> **Text segment**

------------------------------------

Type: Package
Title: Set Data Visualization Using Hierarchies
Version: 1.0.4
Author: Thomas Lin Pedersen
Maintainer: Thomas Lin Pedersen <thomasp85@gmail.com>
Description: Pure set data visualization approaches are often limited in scalability due to the combinatorial explosion of distinct set families as the number of sets under investigation increases. hierarchicalSets applies a set centric hierarchical clustering of the sets under investigation and uses this hierarchy as a basis for a range of scalable visual representations. hierarchicalSets is especially well suited for collections of sets that describe comparable comparable entities as it relies on the sets to have a meaningful relational structure.
License: MIT + file LICENSE
Encoding: UTF-8
LazyData: TRUE
Depends: R (≥ 3.2.0)
Imports: ggdendro, ggplot2 (≥ 2.2.0), stats, Rcpp, scales, Matrix, MASS, RColorBrewer, gtable, grDevices, methods, utils, viridis, patchwork
RoxygenNote: 7.2.3
Collate: 'RcppExports.R' 'geom_rect2.R' 'hSet.R' 'hierarchicalSet.R' 'hierarchicalSets-package.R' 'twitter.R' 'visuals.R'
LinkingTo: Rcpp
NeedsCompilation: yes
Packaged: 2023-04-24 09:38:29 UTC; thomas
Repository: CRAN
Date/Publication: 2023-04-24 12:50:02 UTC

Getters for HierarchicalSet objects

Description

These utility functions makes it easy to extract raw information from a HierarchicalSet object.

Usage

sets(x)

clusters(x)

set_names(x)

element_names(x)

n_sets(x)

n_elements(x)

n_clusters(x)

cluster_sizes(x)

set_sizes(x)

cluster_members(x)

set_membership(x)

------------------------------------

> **Stored rows**
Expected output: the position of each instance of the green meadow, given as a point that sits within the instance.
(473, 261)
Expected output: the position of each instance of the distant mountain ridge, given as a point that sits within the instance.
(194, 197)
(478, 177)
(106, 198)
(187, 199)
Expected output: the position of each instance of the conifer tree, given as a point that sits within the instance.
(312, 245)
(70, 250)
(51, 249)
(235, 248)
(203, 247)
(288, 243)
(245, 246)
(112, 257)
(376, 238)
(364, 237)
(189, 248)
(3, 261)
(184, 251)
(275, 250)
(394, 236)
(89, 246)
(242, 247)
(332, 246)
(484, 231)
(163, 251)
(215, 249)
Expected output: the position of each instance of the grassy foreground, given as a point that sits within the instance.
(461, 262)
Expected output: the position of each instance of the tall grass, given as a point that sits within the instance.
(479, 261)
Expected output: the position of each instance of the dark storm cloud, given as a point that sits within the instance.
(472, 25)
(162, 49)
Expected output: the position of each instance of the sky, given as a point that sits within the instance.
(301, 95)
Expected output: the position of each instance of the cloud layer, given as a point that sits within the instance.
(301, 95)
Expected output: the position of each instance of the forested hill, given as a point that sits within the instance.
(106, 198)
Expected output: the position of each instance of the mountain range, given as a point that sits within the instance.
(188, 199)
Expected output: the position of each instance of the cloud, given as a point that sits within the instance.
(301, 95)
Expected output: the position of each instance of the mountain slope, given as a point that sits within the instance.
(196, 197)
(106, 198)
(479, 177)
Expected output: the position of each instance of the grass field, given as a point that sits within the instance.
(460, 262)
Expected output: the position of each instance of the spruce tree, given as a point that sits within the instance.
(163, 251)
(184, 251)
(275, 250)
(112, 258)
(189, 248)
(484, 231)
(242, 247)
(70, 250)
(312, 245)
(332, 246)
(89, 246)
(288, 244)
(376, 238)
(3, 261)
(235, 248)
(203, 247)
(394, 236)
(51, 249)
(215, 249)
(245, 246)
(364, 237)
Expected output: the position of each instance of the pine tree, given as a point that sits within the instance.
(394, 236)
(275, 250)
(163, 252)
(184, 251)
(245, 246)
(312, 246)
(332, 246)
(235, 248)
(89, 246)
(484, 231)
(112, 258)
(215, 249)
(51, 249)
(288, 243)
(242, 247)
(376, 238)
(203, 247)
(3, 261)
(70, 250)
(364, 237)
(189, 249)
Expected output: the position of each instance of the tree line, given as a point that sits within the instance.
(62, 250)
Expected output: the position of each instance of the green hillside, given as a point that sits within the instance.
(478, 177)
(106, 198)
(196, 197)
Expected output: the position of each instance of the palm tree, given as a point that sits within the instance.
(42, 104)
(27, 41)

------------------------------------

> **Your tasks**
a) Answer these questions from the hierarchicalSets package documentation, one line each:
(i) Who maintains the package, and at what email address?
(ii) What minimum version of R does the package depend on?
(iii) According to the getters section, what kind of object do the utility functions extract raw information from?
b) List every file named in the Collate field of the hierarchicalSets package documentation.
c) Write the next part of the hierarchicalSets package documentation, starting after its last line.
The records play no part in what comes next.

> **Answers in order**
a)
(i) Thomas Lin Pedersen, thomasp85@gmail.com
(ii) R 3.2.0
(iii) A HierarchicalSet object

b)
RcppExports.R
geom_rect2.R
hSet.R
hierarchicalSet.R
hierarchicalSets-package.R
twitter.R
visuals.R

c)
Arguments

x

A HierarchicalSet object

Details

sets Returns a ngCMatrix with sets as columns and elements as rows.

clusters returns a list of dendrograms with the clustering in the HierarchicalSet object

set_names returns a character vector with the names of the sets.

element_names returns a character vector with the names of the elements

n_sets returns the number of sets

n_elements returns the number of elements

n_clusters returns the number of independent set families

cluster_sizes returns the number of sets in each independent set family

set_sizes returns the number of elements in each set

cluster_members returns the members of each independent set family

set_membership returns the cluster each set is member of

Value

depending on the function. See details

Examples

data('twitter')

twitSet <- create_hierarchy(twitter)

# Get the sets as a presence/absence matrix
head(sets(twitSet))

# Get the clustering of the HierarchicalSet object
clusters(twitSet)

# Get the set names
set_names(twitSet)

# Get the element names or NULL if they are unnamed
element_names(twitSet)

# Get the number of sets
n_sets(twitSet)

# Get the number of elements
n_elements(twitSet)

# Get the number of independent clusters
n_clusters(twitSet)

# Get the size of each independent clusters
cluster_sizes(twitSet)

# Get the size of each set
set_sizes(twitSet)

# Get the members of each independent clusters
cluster_members(twitSet)

# Get the membership of each set
set_membership(twitSet)


Create and store hierarchcical sets

Description

HierarchicalSet object can be created using the hSet() constructor. The resulting object will contain both the underlying sets as well as the resulting clustering.

Usage

create_hierarchy(sets, intersectLimit = 1)

## S3 method for class 'HierarchicalSet'
print(x, ...)

## S3 method for class 'HierarchicalSet'
x[[i]]

## S3 method for class 'HierarchicalSet'
x[i]

## S3 method for class 'HierarchicalSet'
sets(x)

## S3 method for class 'HierarchicalSet'
clusters(x)

## S3 method for class 'HierarchicalSet'
set_names(x)

## S3 method for class 'HierarchicalSet'
element_names(x)

## S3 method for class 'HierarchicalSet'
n_sets(x)

## S3 method for class 'HierarchicalSet'
length(x)

## S3 method for class 'HierarchicalSet'
n_elements(x)

## S3 method for class 'HierarchicalSet'
n_clusters(x)

## S3 method for class 'HierarchicalSet'
cluster_sizes(x)

## S3 method for class 'HierarchicalSet'
set_sizes(x)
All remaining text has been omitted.